Reproduce all of the entries below exactly, without a single change.

*** Opening Data section ***

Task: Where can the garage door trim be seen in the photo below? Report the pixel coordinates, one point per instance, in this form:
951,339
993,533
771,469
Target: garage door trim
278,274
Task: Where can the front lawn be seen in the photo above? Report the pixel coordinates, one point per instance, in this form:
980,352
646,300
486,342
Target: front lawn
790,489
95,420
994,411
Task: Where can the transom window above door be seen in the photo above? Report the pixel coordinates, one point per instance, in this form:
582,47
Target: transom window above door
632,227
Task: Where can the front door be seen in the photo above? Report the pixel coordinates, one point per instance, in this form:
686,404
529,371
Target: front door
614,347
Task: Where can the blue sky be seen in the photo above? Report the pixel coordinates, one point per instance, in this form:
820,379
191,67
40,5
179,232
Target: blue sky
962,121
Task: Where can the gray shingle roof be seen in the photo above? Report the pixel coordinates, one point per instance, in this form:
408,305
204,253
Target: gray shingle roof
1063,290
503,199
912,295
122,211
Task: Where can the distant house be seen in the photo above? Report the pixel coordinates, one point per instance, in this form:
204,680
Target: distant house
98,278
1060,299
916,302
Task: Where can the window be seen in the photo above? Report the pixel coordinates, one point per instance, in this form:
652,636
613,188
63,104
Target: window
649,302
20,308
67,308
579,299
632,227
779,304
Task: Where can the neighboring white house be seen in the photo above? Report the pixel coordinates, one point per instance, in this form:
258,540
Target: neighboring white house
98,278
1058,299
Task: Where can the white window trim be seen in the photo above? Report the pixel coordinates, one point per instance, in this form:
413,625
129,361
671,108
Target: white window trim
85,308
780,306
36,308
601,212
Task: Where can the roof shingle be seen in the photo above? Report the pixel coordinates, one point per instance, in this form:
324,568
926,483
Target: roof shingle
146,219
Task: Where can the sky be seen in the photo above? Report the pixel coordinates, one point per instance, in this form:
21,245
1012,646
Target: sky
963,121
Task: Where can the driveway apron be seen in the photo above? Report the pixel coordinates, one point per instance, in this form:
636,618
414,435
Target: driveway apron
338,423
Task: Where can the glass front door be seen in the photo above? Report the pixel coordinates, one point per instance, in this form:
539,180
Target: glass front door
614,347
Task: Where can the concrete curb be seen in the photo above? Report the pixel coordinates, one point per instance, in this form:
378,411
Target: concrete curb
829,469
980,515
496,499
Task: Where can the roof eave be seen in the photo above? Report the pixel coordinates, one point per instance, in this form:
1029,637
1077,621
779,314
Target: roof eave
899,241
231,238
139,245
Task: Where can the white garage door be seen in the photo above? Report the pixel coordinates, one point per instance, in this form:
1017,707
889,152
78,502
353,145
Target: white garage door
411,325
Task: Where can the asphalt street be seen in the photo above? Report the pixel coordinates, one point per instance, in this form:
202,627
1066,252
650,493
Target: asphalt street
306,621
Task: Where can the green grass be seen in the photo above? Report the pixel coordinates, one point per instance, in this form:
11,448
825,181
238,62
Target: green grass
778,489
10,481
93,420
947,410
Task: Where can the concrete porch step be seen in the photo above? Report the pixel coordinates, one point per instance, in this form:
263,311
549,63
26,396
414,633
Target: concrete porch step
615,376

*** Closing Data section ***

Answer for this exercise:
Task: Where can the garage door trim be seen in the photo below? Report the pixel coordinates, one point per instance, in this form:
951,339
993,533
771,469
Target: garage door trim
278,274
Task: Where can the front lawn be seen in the photo above? Report the pixel coordinates, one point per instance, in this form:
980,352
646,300
486,342
Target: front lawn
790,489
95,420
994,411
Task: Where can the transom window above door be seen in the photo above? Report the pixel coordinates, one point per instance, in this form:
582,47
Target: transom window above door
632,227
Task: Where can the front door be seen in the photo above? Report the pixel coordinates, one point per instance, in this form:
686,404
529,371
Target: front door
614,347
Task: Where can the blue sky be seen in the photo above? Report the pixel coordinates, one point per instance, in this form:
820,379
191,67
40,5
179,232
Target: blue sky
962,121
Task: Where can the gray shingle roof be seen in the photo above? Report the pixel coordinates, one point per instance, in this form:
408,305
204,253
Target: gray shingle roof
1063,290
503,199
912,295
122,211
Task: Where can the distant house be seen in the photo above? Report the pixel coordinates, one point per instance, in this form:
204,680
Target: distant house
98,278
1060,299
916,302
Task: Where can the window be seen in the photo above? Report the pixel coordinates, one point per instance, in this form:
652,636
613,188
63,104
Target: window
649,302
20,308
67,308
579,299
632,227
779,304
Task: Where can the neighboring white house be seen in the photo above? Report the pixel coordinates, one point per instance, in this form:
258,540
Target: neighboring white house
98,278
1058,299
Task: Where can the white window trim be seen in the photo above? Report the pixel coordinates, one point per instance, in this form:
413,625
129,361
671,108
Target: white window trim
85,308
780,306
36,308
601,212
Task: Where can the roof shingle be seen in the photo above? Report the pixel coordinates, one point per instance, in this form:
324,568
926,483
Target: roof shingle
146,219
Task: Where can the sky be seen in the photo above? Report the pixel coordinates, one point per instance, in this form:
21,245
1012,646
Target: sky
963,121
Task: Where can the driveway apron be seen in the photo above? Report the pixel coordinates, one point per instance, in this form:
636,618
414,435
Target: driveway apron
338,423
Task: Where can the glass front door be seen in the photo above? Report the pixel coordinates, one point per instance, in this form:
539,180
Target: glass front door
614,347
Task: Where can the concrete curb be seen in the photo above? Report the pixel coordinates, one point per instance, in this form:
378,411
Target: concrete curb
829,469
980,515
496,499
Task: Where can the roof eave be seen in the photo above? Report the pixel coordinates, one point per instance, in this form:
1029,637
1077,621
779,314
Target: roof eave
899,241
231,238
139,245
Task: Where can the white garage door be seen in the photo above? Report the pixel coordinates, one point per instance, in this form:
1017,707
889,152
78,502
353,145
Target: white garage door
411,325
Task: Where can the asphalt street be seen in the photo above? Report the pixel coordinates, one point per instance, in this form:
202,627
1066,252
650,493
Target: asphalt street
306,621
Task: Where can the green grass be seen in the photo above? Report the pixel coordinates, one point per instance, in this form:
11,448
825,181
238,62
Target: green grass
778,489
10,481
93,420
947,410
Task: Where can the concrete porch step be seen in the photo above? Report the pixel coordinates, one point per instance, in this form:
263,311
549,63
26,396
414,633
Target: concrete porch step
615,376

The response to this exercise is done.